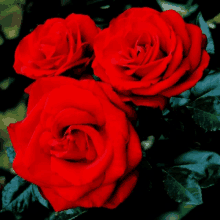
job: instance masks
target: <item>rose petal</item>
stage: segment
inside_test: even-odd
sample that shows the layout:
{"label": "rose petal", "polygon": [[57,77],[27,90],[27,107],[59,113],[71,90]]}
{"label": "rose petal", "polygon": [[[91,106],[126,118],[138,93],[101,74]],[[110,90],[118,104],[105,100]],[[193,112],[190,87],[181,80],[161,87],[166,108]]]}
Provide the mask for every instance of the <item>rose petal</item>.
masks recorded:
{"label": "rose petal", "polygon": [[191,47],[189,50],[189,61],[191,71],[194,71],[200,63],[201,59],[201,46],[202,46],[202,30],[193,24],[186,24],[191,39]]}
{"label": "rose petal", "polygon": [[200,65],[189,76],[189,78],[185,82],[183,82],[181,84],[174,85],[174,86],[170,87],[169,89],[161,92],[161,95],[164,95],[166,97],[176,96],[176,95],[179,95],[182,92],[186,91],[187,89],[190,89],[193,86],[195,86],[196,83],[201,79],[201,77],[203,75],[203,71],[205,70],[205,68],[207,68],[207,66],[209,64],[209,60],[210,60],[210,56],[208,55],[208,53],[205,50],[203,50]]}
{"label": "rose petal", "polygon": [[174,32],[181,38],[183,42],[184,55],[187,56],[190,48],[190,37],[186,28],[186,23],[179,13],[174,10],[163,11],[160,14],[168,24],[171,25]]}

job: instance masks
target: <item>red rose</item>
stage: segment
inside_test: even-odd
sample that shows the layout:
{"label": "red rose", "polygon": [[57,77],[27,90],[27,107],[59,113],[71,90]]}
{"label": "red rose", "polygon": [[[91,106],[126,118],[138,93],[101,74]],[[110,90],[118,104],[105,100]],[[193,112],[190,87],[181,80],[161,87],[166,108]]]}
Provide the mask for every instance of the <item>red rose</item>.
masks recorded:
{"label": "red rose", "polygon": [[87,15],[48,19],[20,41],[13,67],[16,73],[37,79],[59,75],[78,65],[86,66],[91,61],[94,38],[99,31]]}
{"label": "red rose", "polygon": [[38,185],[55,211],[123,202],[142,158],[127,119],[135,111],[95,80],[41,78],[26,92],[27,117],[8,127],[15,172]]}
{"label": "red rose", "polygon": [[131,8],[110,22],[94,42],[94,74],[124,101],[163,109],[193,87],[208,66],[207,38],[174,10]]}

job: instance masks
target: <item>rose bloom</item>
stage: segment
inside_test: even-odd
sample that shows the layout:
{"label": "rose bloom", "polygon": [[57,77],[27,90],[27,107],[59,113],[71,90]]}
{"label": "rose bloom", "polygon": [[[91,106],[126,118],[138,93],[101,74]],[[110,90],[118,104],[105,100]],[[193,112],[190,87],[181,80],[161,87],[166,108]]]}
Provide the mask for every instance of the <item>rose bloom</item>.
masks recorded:
{"label": "rose bloom", "polygon": [[87,15],[51,18],[24,37],[15,51],[16,73],[37,79],[56,76],[72,67],[87,66],[93,58],[93,43],[100,28]]}
{"label": "rose bloom", "polygon": [[15,172],[38,185],[55,211],[123,202],[142,159],[134,109],[95,80],[45,77],[25,91],[27,116],[8,127]]}
{"label": "rose bloom", "polygon": [[206,44],[201,29],[174,10],[131,8],[97,35],[92,67],[124,101],[163,109],[201,79]]}

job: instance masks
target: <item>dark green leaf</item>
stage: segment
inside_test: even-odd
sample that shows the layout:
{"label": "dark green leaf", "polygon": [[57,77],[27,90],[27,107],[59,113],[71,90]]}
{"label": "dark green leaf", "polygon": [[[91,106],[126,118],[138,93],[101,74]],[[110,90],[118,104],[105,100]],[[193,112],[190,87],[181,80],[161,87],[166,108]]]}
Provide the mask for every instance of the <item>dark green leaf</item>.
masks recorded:
{"label": "dark green leaf", "polygon": [[164,170],[164,186],[168,195],[176,202],[188,205],[203,203],[201,189],[198,183],[183,169],[170,168]]}
{"label": "dark green leaf", "polygon": [[49,220],[72,220],[76,219],[78,216],[82,215],[83,213],[86,213],[87,209],[85,208],[75,208],[75,209],[68,209],[61,212],[55,212],[52,213]]}
{"label": "dark green leaf", "polygon": [[162,170],[164,186],[176,202],[200,205],[201,188],[208,188],[220,179],[220,156],[209,151],[189,151],[174,160],[175,166]]}
{"label": "dark green leaf", "polygon": [[205,131],[220,130],[220,94],[200,97],[186,107],[191,112],[195,123]]}

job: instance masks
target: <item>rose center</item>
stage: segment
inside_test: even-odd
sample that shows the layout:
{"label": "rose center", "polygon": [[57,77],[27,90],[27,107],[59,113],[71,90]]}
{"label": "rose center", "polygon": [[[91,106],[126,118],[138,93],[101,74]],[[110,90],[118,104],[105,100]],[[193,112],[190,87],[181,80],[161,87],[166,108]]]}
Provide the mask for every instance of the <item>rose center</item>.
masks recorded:
{"label": "rose center", "polygon": [[65,131],[61,139],[51,139],[49,142],[50,154],[75,162],[94,160],[96,152],[90,137],[81,130],[72,129]]}

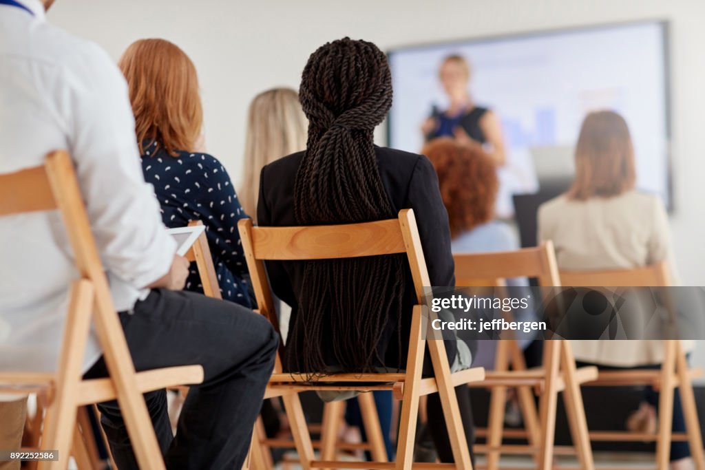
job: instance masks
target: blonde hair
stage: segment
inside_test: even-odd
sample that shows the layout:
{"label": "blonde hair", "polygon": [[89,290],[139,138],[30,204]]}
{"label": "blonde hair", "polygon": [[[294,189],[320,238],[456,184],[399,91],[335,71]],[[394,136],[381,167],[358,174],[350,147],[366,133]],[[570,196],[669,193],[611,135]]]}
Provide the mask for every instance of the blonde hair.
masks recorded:
{"label": "blonde hair", "polygon": [[169,154],[192,151],[201,133],[203,109],[191,59],[165,39],[140,39],[118,63],[128,81],[140,151],[157,142]]}
{"label": "blonde hair", "polygon": [[290,88],[273,88],[255,97],[247,111],[245,174],[238,191],[246,214],[256,219],[262,167],[306,148],[308,123],[299,94]]}
{"label": "blonde hair", "polygon": [[627,122],[610,111],[590,113],[575,147],[575,179],[570,199],[617,196],[636,185],[634,147]]}
{"label": "blonde hair", "polygon": [[450,56],[446,56],[443,58],[443,62],[441,63],[441,66],[443,67],[445,64],[448,62],[454,62],[462,68],[463,71],[465,73],[465,76],[468,79],[470,78],[470,73],[472,72],[472,67],[470,66],[470,61],[461,56],[459,54],[452,54]]}

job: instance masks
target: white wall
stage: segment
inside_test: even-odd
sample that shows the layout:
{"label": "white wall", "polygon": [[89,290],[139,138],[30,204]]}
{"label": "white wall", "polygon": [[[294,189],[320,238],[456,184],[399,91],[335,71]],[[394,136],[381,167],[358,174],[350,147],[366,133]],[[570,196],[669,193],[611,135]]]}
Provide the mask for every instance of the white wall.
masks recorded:
{"label": "white wall", "polygon": [[180,46],[199,70],[208,149],[235,180],[249,100],[270,87],[297,87],[309,54],[326,41],[349,35],[385,49],[546,28],[670,20],[674,245],[684,283],[705,285],[703,0],[59,0],[49,17],[96,41],[116,60],[142,37],[164,37]]}

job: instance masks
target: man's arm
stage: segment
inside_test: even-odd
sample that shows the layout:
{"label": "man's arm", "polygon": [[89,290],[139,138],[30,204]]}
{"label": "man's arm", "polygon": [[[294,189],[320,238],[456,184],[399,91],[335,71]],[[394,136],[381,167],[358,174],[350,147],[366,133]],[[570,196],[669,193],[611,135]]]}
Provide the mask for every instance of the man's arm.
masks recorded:
{"label": "man's arm", "polygon": [[176,243],[145,183],[122,74],[93,44],[63,73],[69,151],[106,268],[135,287],[177,287]]}

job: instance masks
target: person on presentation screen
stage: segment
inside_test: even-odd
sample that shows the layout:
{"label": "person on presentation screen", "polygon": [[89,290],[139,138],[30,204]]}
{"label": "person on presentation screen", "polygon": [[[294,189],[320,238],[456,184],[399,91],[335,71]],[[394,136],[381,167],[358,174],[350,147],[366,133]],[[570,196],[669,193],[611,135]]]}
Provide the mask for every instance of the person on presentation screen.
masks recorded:
{"label": "person on presentation screen", "polygon": [[421,130],[427,141],[440,137],[455,137],[460,143],[479,146],[496,165],[505,158],[499,118],[487,108],[476,106],[468,90],[470,66],[460,55],[448,56],[439,71],[449,105],[444,111],[433,106]]}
================================
DIRECTIONS >>
Find every line in the entries above that contains the string "screen", matching case exactly, and copy each of those lines.

RESPONSE >>
target: person on presentation screen
{"label": "person on presentation screen", "polygon": [[89,290],[139,138],[30,204]]}
{"label": "person on presentation screen", "polygon": [[[294,189],[320,238],[456,184],[399,91],[335,71]],[[394,136],[381,167],[358,174],[350,147],[366,133]],[[570,196],[669,193],[611,135]]]}
Provide the mask for every instance of the person on presentation screen.
{"label": "person on presentation screen", "polygon": [[421,130],[427,141],[440,137],[455,137],[460,143],[479,146],[496,165],[505,158],[499,118],[487,108],[476,106],[468,90],[470,66],[460,55],[448,56],[439,71],[449,105],[444,111],[433,106]]}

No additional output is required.